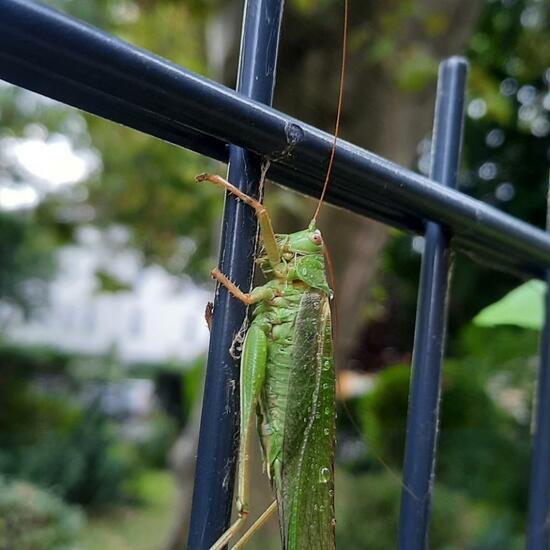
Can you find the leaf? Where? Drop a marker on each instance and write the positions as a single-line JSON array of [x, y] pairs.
[[523, 307]]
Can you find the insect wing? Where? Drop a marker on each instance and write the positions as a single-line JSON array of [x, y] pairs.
[[307, 500]]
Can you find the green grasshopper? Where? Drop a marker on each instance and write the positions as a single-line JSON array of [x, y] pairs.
[[288, 377]]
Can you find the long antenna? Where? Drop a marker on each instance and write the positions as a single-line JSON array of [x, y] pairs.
[[339, 112]]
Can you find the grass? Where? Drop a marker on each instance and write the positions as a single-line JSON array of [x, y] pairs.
[[139, 527]]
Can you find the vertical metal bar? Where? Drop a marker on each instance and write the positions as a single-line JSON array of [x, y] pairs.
[[214, 477], [431, 320], [538, 531]]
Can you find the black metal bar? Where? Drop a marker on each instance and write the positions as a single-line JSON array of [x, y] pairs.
[[431, 320], [538, 531], [47, 52], [214, 478]]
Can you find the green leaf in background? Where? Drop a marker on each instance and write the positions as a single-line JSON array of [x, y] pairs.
[[523, 307]]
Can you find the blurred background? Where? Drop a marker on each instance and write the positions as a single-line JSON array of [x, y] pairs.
[[106, 244]]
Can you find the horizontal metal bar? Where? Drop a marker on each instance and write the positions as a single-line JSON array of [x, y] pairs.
[[219, 435], [431, 319], [45, 51]]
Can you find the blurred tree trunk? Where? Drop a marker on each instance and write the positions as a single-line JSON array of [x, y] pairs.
[[388, 108]]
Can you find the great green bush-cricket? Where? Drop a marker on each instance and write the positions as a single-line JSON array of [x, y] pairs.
[[287, 377]]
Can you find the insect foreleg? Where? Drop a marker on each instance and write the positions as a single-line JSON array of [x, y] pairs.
[[268, 235], [258, 294], [255, 526], [253, 366]]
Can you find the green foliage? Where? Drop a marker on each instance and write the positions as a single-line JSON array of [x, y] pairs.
[[474, 429], [85, 466], [522, 307], [33, 519], [368, 516], [27, 413], [154, 449]]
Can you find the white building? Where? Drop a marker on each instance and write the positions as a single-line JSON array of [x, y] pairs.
[[160, 318]]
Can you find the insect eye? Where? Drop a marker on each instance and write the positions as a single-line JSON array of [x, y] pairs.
[[316, 237]]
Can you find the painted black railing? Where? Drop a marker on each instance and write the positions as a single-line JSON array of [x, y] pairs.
[[50, 53]]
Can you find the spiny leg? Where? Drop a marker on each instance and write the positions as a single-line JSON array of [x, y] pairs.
[[253, 366], [258, 294], [251, 531], [268, 235]]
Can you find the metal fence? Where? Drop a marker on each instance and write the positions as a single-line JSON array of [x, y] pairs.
[[65, 59]]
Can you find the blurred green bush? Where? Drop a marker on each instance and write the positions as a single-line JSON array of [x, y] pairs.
[[33, 519]]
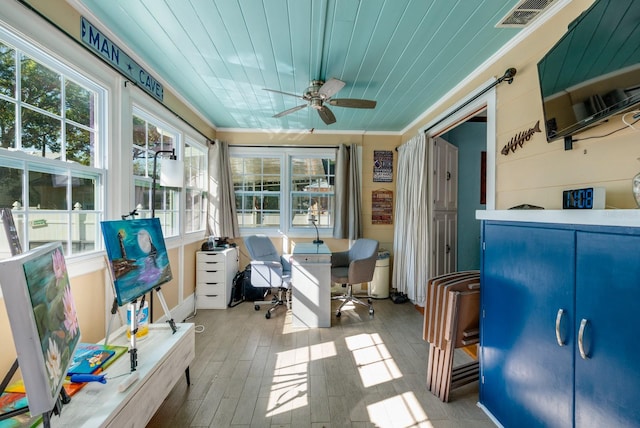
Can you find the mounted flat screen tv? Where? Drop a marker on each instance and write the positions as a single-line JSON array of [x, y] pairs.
[[593, 72], [137, 255]]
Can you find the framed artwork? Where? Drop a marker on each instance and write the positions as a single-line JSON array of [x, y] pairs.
[[383, 166], [382, 206], [43, 319], [137, 256]]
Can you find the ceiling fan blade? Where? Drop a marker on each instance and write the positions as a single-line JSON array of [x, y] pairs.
[[326, 115], [353, 103], [283, 93], [291, 110], [330, 87]]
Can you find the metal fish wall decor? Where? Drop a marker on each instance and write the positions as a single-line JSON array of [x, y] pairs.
[[519, 139]]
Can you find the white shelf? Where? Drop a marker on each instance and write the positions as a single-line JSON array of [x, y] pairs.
[[163, 358], [629, 218]]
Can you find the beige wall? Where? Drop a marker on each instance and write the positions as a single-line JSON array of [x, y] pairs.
[[368, 142], [538, 172], [68, 20]]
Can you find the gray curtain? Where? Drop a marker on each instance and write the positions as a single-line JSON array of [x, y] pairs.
[[221, 213], [411, 230], [348, 218]]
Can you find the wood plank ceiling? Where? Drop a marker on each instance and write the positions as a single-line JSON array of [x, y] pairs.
[[221, 54]]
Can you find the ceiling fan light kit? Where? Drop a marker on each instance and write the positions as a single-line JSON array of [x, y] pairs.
[[320, 92]]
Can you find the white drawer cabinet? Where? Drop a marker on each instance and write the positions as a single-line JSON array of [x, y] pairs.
[[214, 277]]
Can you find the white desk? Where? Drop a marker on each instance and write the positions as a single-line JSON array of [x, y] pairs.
[[311, 283], [163, 358]]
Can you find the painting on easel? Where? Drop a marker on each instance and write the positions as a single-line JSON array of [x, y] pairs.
[[43, 318], [137, 255]]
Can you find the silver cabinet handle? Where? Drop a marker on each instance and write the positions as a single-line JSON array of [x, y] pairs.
[[558, 320], [583, 326]]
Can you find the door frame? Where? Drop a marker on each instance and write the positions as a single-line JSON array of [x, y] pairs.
[[457, 114]]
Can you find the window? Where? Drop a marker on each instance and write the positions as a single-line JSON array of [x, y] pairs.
[[150, 136], [51, 165], [195, 171], [284, 189]]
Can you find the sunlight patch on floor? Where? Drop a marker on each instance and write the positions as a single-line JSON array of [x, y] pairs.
[[403, 410], [290, 388], [375, 364]]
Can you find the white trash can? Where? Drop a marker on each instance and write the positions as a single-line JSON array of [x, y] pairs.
[[379, 286]]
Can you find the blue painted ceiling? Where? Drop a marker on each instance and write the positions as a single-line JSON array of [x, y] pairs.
[[221, 54]]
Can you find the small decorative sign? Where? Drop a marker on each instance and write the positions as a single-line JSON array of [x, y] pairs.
[[111, 53], [519, 139], [383, 166], [382, 206]]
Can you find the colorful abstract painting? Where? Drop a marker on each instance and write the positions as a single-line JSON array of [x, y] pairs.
[[137, 255], [43, 320]]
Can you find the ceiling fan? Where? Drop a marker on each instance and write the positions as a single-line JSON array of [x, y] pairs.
[[318, 94]]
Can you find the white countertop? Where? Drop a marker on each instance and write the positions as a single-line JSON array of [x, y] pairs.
[[629, 218]]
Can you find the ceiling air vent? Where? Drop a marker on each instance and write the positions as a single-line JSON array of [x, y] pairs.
[[523, 13]]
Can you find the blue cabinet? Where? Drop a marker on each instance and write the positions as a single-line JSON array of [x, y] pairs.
[[607, 366], [539, 282]]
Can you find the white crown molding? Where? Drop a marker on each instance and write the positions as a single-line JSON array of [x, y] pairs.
[[82, 10], [512, 44]]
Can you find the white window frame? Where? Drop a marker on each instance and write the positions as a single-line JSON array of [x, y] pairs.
[[28, 162], [285, 155], [176, 230], [202, 186]]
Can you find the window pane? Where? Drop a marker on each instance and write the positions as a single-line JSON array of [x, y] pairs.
[[48, 227], [79, 104], [139, 132], [83, 232], [7, 71], [7, 124], [83, 193], [41, 134], [154, 137], [47, 191], [40, 86], [140, 162], [142, 195], [11, 188], [195, 215], [312, 191], [79, 145]]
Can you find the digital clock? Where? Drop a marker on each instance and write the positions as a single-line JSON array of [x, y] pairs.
[[583, 199]]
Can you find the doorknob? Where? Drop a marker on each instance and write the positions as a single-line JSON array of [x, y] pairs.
[[583, 326]]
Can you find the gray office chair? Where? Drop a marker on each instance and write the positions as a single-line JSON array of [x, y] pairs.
[[269, 270], [354, 266]]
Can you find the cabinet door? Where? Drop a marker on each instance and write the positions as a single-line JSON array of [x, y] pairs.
[[445, 175], [608, 297], [528, 275], [444, 245]]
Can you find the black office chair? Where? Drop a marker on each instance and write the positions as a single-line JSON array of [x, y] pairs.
[[269, 270], [354, 266]]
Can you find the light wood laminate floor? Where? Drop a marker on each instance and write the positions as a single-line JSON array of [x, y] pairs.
[[362, 372]]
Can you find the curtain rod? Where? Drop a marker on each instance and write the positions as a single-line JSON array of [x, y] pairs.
[[508, 76], [63, 31], [279, 147]]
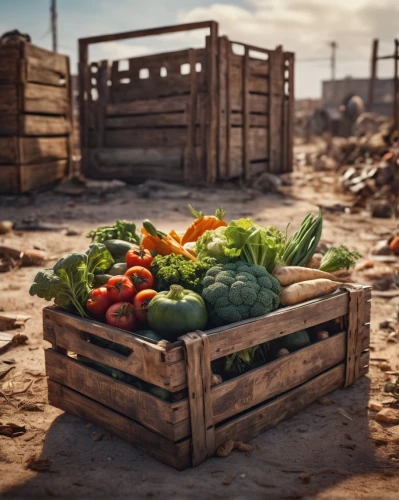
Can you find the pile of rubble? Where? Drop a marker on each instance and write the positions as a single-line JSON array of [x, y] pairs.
[[367, 163]]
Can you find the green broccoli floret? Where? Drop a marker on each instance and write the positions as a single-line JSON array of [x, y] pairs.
[[237, 291]]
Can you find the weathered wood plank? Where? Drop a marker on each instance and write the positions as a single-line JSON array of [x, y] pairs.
[[46, 59], [175, 455], [146, 361], [257, 103], [154, 87], [164, 105], [9, 70], [232, 338], [42, 174], [146, 137], [37, 125], [36, 73], [45, 99], [157, 120], [276, 102], [139, 156], [223, 65], [257, 143], [276, 377], [193, 352], [9, 179], [236, 119], [245, 116], [251, 424], [9, 99], [9, 151], [8, 124], [170, 420], [212, 101], [191, 173], [40, 149]]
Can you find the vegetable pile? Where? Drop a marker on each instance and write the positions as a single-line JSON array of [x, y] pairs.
[[161, 286]]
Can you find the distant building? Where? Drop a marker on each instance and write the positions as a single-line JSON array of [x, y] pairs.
[[338, 92]]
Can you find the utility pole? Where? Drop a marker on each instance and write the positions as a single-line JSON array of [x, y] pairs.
[[333, 46], [53, 15]]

:: REQUIRED WORK ::
Reproduce the entries from the line with "Can you find the white building?" up to and including the line with "[[221, 213], [411, 230], [348, 218]]", word for word. Leave out the picture.

:: ANSWER TO THIS TASK ::
Can you find the white building? Where? Drop a marker on each instance and write the positions as a single-line JSON array of [x, y] pairs.
[[160, 318]]
Can you find the insect eye? Where? Drop a marker on each instance and write the positions as a single-line JSON array of [x, y] pairs.
[[316, 237]]
Can you find the painted black railing? Where? Drop a marker on each instance and write the positions as a single-line JSON array of [x, y] pairs.
[[50, 53]]
Can you find the spiny leg? Where? Drop a marker on each instance and write the positions as a single-line JSON array of [x, y] pairs.
[[253, 366], [258, 294], [251, 531], [268, 235]]
Can you find the metal fence? Where? Drop a marker on each instance and write the positions as a single-line JSON array of [x, y] pairs.
[[65, 59]]
Can you find the blurred green bush? Where? Drop a marker on each instance and write the positions as a single-line JSON array of [x, y] pairs.
[[33, 519]]
Can you find the mounted flat screen tv? Where? Drop a marker on each instance and write the positions as a single-line JSON array of [x, y] pairs.
[[593, 72], [137, 255]]
Can you find the framed artwork? Where? Drop a marker on each instance and write the positions as a single-line JSON array of [x, y] pairs.
[[383, 166], [382, 206], [43, 319], [137, 256]]
Can you find the ceiling fan blade? Where? Drop a marker on each instance and write the positions as a single-line JSON array of [x, y] pairs.
[[326, 115], [353, 103], [283, 93], [291, 110], [330, 87]]
Can you find the metal fish wall decor? Where? Drop a marker on each instance and write the positions as a single-line JSON array of [x, y] pairs.
[[519, 139]]
Can you find the white shelf? Where? Drop a marker on each instance and write the positions as a single-line JSON array of [x, y] pairs.
[[163, 358], [629, 218]]
Can you find the beige wall? Where? Drop a marker on each instance and write the positions as a single-line JSON array of [x, y] pairs.
[[368, 142], [538, 172], [68, 20]]
Can you find the gray curtain? Where? Drop a marker on each instance and write the positions as a single-line JSON array of [x, y] pairs.
[[221, 213], [411, 230], [348, 218]]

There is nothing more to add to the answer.